Linhas do conjunto de dados:

──────────────────────────────

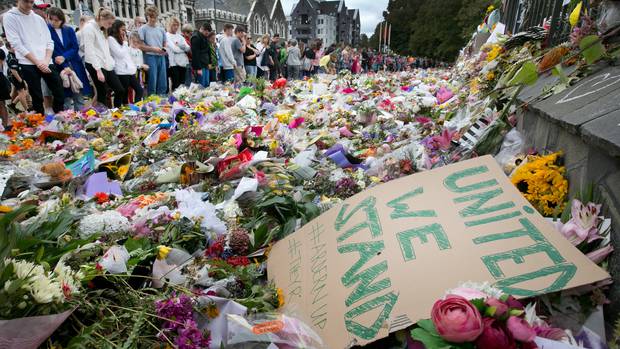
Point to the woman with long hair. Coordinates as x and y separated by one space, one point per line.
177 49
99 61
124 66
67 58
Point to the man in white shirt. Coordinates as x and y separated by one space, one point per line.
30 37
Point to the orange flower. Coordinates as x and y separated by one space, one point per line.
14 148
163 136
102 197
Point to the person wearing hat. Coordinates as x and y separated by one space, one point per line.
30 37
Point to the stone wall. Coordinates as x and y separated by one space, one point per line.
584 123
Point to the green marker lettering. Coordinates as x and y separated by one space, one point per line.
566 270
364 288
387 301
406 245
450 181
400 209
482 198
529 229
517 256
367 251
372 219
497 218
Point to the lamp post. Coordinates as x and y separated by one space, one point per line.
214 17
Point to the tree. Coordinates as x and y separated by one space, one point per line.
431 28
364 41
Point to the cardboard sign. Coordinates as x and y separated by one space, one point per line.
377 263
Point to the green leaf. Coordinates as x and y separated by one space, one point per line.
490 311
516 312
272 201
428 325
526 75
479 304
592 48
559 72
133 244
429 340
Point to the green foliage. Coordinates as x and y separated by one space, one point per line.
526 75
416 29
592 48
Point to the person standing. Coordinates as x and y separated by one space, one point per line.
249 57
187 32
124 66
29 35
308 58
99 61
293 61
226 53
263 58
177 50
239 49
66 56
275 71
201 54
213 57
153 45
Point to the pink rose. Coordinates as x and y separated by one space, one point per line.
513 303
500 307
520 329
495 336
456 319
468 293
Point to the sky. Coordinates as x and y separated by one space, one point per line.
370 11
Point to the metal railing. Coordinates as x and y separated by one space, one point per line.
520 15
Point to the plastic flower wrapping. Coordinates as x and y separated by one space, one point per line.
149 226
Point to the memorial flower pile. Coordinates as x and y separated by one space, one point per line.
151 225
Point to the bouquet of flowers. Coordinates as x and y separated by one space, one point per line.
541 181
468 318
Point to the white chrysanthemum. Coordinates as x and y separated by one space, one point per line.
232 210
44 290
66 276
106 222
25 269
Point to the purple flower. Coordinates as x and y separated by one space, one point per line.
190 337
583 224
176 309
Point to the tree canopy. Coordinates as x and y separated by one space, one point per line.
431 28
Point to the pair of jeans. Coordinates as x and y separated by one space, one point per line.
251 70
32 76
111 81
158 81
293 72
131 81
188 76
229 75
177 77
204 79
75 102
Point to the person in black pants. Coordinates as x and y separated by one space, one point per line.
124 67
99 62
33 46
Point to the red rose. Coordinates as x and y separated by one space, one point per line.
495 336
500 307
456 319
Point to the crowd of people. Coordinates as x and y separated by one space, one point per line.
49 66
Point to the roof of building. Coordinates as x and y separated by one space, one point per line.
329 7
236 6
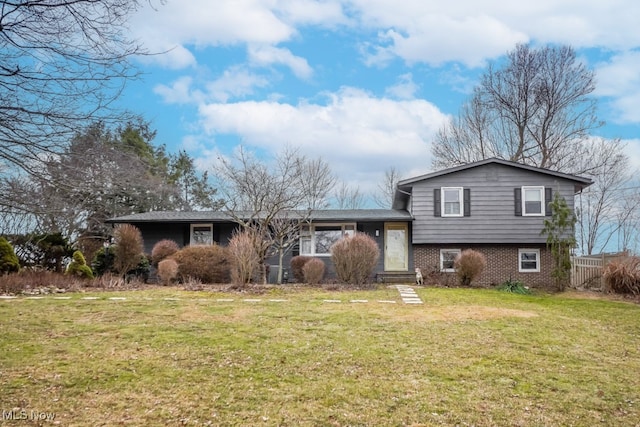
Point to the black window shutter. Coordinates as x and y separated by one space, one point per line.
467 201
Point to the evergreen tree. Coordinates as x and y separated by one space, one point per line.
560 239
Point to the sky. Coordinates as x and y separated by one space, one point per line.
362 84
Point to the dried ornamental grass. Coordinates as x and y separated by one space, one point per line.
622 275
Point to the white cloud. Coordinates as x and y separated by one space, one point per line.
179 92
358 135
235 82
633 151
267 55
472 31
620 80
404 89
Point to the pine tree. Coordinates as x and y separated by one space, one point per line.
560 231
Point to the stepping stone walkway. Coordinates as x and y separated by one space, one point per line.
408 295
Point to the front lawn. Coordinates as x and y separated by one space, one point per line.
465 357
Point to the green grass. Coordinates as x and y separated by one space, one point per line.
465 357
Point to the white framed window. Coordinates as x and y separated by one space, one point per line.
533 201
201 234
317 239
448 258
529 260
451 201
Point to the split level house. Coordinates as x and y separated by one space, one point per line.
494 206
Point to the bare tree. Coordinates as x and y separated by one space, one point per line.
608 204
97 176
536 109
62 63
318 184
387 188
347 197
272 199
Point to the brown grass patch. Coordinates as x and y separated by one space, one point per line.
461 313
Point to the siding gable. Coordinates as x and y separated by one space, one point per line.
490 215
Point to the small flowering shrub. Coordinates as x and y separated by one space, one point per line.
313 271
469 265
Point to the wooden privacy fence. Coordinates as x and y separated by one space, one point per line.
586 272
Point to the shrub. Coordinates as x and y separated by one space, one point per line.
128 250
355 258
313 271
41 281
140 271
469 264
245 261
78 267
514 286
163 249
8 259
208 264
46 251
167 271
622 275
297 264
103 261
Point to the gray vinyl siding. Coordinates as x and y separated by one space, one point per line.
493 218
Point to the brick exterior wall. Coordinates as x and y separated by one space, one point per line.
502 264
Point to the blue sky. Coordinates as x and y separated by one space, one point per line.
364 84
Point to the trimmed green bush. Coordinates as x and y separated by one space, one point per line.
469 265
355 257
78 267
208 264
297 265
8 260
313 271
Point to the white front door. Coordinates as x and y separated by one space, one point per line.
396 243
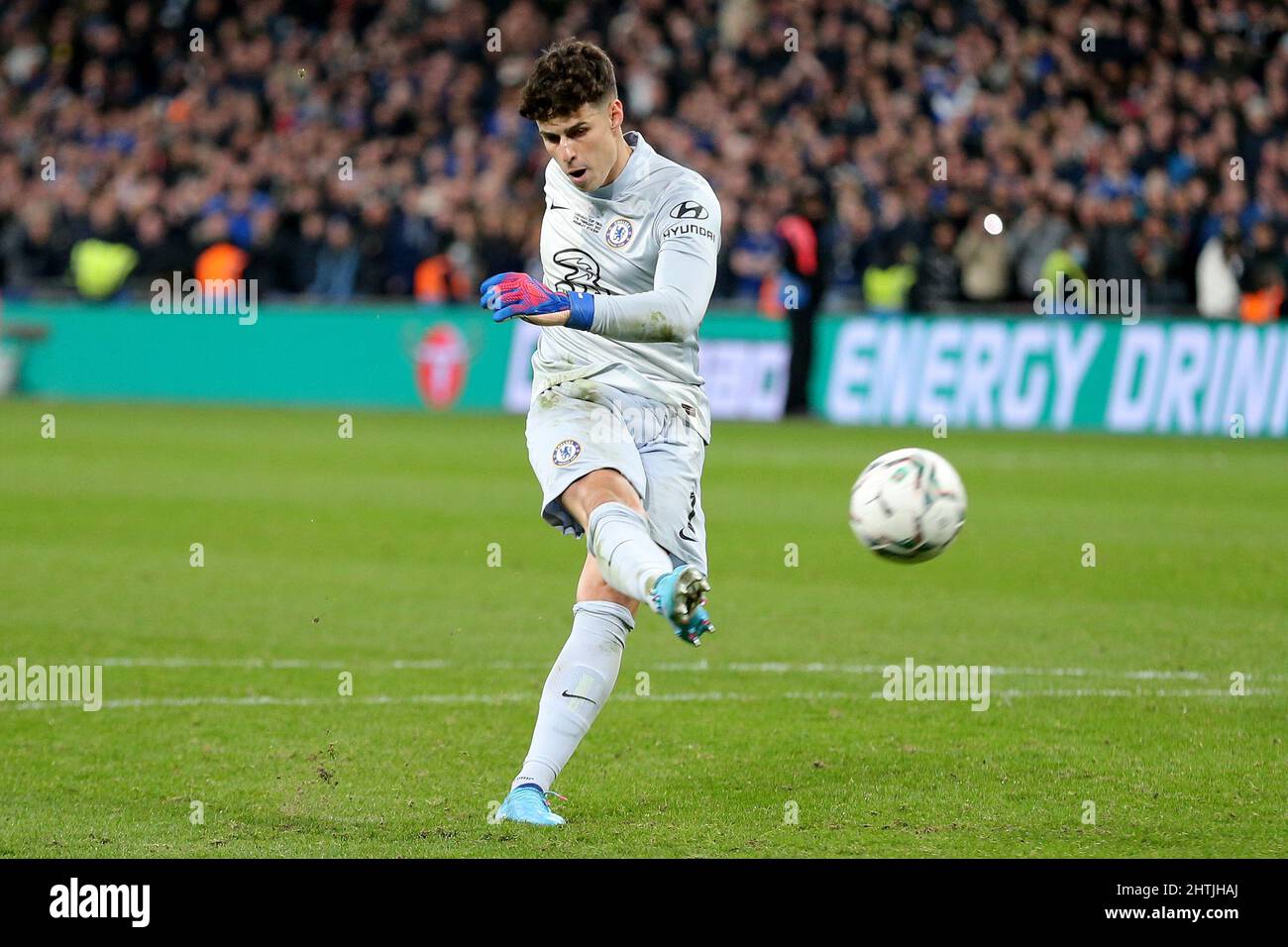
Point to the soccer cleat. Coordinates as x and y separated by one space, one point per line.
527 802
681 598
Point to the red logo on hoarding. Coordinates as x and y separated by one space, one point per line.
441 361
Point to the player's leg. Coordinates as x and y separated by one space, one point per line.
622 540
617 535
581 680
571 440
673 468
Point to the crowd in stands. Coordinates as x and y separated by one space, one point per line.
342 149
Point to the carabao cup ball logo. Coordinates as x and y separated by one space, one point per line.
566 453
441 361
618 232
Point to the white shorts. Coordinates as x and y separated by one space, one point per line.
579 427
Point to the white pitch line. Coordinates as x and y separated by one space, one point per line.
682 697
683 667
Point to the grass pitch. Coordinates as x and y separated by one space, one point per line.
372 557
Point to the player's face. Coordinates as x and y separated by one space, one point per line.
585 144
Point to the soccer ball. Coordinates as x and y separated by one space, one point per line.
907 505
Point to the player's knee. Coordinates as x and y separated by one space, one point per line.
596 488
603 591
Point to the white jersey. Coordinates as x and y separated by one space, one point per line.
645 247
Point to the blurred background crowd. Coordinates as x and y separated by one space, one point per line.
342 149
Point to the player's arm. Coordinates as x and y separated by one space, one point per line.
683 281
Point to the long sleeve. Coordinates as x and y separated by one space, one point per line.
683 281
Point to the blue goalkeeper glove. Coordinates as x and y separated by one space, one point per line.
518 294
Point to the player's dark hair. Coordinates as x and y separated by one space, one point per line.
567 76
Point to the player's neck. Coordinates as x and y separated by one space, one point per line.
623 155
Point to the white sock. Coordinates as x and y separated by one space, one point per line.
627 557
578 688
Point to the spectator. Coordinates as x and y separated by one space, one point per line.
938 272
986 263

──────────────────────────────

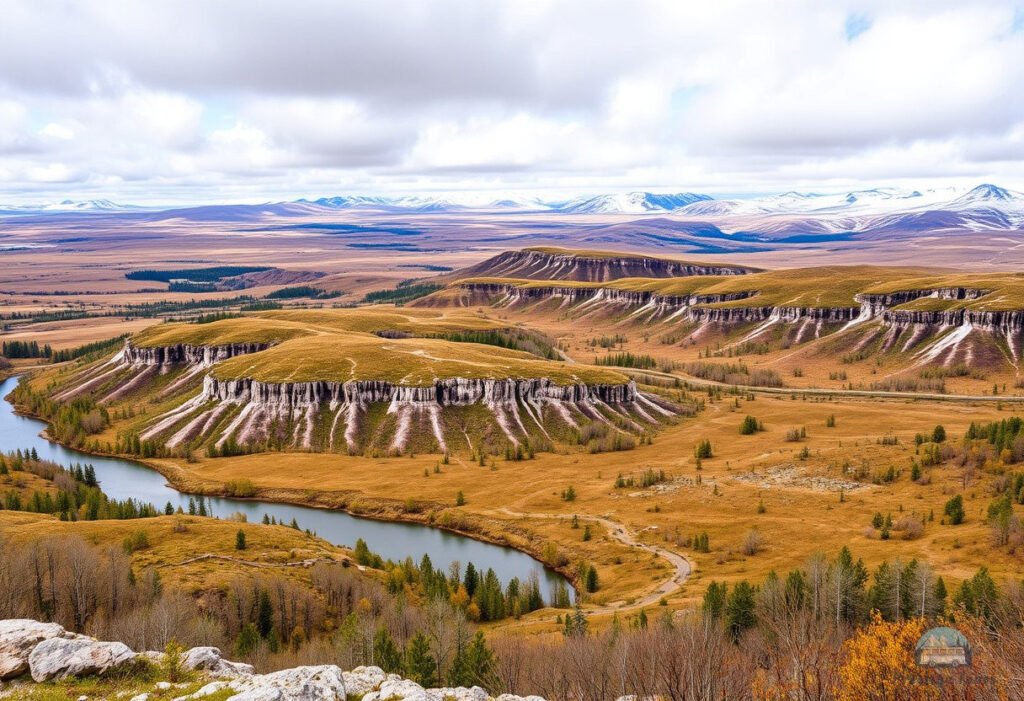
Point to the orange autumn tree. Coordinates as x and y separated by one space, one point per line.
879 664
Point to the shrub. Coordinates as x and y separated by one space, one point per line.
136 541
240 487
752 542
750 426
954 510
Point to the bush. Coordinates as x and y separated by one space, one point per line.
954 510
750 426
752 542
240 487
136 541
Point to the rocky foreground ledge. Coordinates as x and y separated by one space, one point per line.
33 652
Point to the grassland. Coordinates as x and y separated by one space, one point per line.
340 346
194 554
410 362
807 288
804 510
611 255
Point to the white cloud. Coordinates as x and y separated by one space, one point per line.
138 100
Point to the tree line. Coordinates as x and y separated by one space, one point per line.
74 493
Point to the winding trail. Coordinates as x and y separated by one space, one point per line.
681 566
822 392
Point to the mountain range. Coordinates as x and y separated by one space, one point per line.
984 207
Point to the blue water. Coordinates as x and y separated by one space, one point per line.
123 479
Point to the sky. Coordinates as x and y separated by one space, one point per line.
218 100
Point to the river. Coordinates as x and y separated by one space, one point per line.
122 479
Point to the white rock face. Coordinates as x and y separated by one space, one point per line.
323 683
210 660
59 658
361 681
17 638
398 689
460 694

──────────────────────────────

DETALHES DO EXERCÍCIO: Junte todas as linhas dos registros em que aparece a palavra "pitch" e copie cada uma delas.

RESULTADO DO EXERCÍCIO:
Point to the white pitch line. Coordinates as x and y separated by one space, one point per line.
Point to the grass pitch. Coordinates as x and y separated by one space, one point per line.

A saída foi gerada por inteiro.